**Aim of the exercise:**
Among the entries below, find the lines with the word "white" and return them.

**Data provided:**
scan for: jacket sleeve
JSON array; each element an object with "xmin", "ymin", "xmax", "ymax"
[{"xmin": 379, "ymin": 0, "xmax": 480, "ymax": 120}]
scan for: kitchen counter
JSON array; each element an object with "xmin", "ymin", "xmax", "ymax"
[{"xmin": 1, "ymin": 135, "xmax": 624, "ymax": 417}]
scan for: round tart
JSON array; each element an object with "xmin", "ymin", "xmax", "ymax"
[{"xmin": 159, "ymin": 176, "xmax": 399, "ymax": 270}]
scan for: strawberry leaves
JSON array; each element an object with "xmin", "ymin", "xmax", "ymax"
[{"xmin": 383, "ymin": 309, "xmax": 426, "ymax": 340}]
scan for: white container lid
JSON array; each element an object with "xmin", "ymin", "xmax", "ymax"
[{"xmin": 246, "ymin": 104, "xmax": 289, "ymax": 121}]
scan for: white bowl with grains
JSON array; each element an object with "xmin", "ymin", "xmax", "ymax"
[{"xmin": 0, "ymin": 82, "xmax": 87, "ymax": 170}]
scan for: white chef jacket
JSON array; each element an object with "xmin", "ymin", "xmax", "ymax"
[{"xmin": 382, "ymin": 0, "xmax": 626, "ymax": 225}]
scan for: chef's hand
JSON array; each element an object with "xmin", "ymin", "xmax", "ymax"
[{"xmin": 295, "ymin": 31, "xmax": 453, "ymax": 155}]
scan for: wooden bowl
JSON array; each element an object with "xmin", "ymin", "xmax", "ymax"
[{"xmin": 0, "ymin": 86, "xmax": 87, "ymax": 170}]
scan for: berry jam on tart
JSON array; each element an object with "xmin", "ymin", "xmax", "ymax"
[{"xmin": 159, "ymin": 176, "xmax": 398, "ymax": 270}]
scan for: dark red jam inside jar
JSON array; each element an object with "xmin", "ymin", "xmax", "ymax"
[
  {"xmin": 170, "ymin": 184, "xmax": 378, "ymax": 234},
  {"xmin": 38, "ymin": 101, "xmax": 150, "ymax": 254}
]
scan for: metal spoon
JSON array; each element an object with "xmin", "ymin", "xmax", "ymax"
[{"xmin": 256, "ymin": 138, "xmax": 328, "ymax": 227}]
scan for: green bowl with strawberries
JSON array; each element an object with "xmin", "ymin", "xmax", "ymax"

**Exercise response:**
scan for: white container lid
scan for: white bowl with grains
scan for: white chef jacket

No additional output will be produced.